* **What is expected**
Reproduce verbatim the lines of the material below, starting at the line with "Q: innermost point of each instance of the bird's" and ending at the line with "Q: innermost point of each instance of the religious statue", both inclusive; skip the rest.

* **Source material**
_ _ _ _ _

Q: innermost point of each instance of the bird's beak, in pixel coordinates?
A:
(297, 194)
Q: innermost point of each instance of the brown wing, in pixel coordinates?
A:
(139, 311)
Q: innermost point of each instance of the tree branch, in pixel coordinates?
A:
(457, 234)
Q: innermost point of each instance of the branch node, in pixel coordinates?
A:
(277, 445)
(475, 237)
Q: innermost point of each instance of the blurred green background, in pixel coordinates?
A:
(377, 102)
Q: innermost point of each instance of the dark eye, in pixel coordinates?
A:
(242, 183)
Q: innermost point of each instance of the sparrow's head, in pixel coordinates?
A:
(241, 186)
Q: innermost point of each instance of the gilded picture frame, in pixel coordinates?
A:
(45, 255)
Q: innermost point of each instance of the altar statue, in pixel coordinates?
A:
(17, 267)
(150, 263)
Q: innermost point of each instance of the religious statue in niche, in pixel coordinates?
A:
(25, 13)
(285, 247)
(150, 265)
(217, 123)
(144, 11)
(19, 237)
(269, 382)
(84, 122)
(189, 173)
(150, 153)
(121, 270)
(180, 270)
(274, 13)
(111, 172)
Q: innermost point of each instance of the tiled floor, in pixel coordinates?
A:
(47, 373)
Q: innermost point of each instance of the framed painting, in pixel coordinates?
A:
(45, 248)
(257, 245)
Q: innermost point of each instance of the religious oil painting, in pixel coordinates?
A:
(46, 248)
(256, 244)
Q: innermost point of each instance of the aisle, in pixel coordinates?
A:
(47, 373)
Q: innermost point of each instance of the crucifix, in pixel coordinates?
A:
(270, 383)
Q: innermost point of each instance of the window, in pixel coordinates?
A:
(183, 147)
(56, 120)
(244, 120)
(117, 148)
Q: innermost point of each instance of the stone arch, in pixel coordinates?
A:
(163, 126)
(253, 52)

_ _ _ _ _

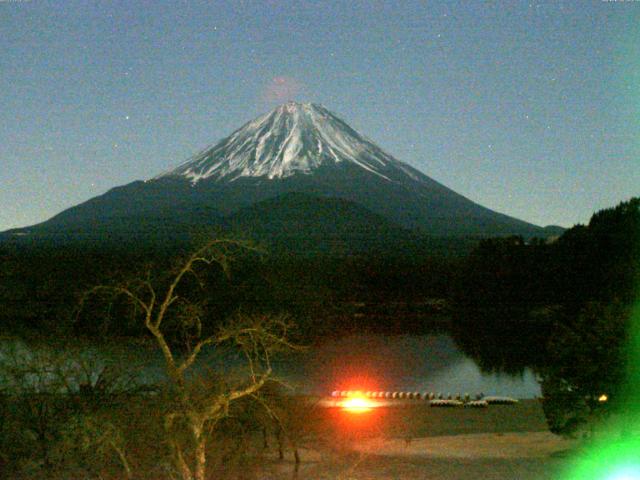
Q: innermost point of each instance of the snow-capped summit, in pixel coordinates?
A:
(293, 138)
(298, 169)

_ _ _ _ _

* **Worked solution**
Q: innermost point of each instance of the bird's beak, in pixel coordinates?
A:
(297, 194)
Q: innermost point of each instance of the brown wing, in pixel coordinates?
A:
(139, 311)
Q: innermost point of each instance of the tree branch, in pixel coordinates?
A:
(457, 234)
Q: innermost point of each instance of the branch node, in pixel coordinates?
A:
(277, 445)
(475, 237)
Q: innermost point of each instance of the blurred green background, in pixel coordinates?
A:
(377, 102)
Q: innermost point of each instance of the dark eye, in pixel coordinates?
A:
(242, 183)
Q: innermost point of each instance of the sparrow's head, in pixel coordinates?
A:
(241, 186)
Q: innermost point of each instance of the gilded picture frame, in pixel coordinates?
A:
(45, 255)
Q: innermost point of each instance of the altar statue, in pixel coordinates?
A:
(17, 267)
(150, 263)
Q: innermost point of each instance of the religious statue in niche, in pixel coordinates?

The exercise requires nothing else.